_Exercise requirements_
Write out the whole listing exactly as it stands.

_The data_

┌──

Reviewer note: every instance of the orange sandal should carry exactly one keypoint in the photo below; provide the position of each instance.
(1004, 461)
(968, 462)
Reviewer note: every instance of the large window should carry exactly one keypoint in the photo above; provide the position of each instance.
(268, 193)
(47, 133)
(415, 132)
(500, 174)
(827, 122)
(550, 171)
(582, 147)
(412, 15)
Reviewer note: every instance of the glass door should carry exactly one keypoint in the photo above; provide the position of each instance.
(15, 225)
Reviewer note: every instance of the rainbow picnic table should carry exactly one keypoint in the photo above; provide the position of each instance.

└──

_The result_
Reviewer note: every instance of the orange sandal should carry exactly one keypoint in the photo below; provide the position of each instance.
(1004, 461)
(968, 462)
Reviewer note: every instance of the large window should carry exactly one keypoint in the photo above; provide the position of each instance.
(268, 193)
(47, 133)
(415, 132)
(500, 174)
(827, 122)
(550, 171)
(582, 147)
(412, 15)
Reviewer note: every instance of the glass door should carry exactly one keypoint in the photo above; provide the position of each instance.
(15, 225)
Reviewer note: every instance of the rainbow picnic table should carry exactly one keypoint in the photo above; provide the position of each instance.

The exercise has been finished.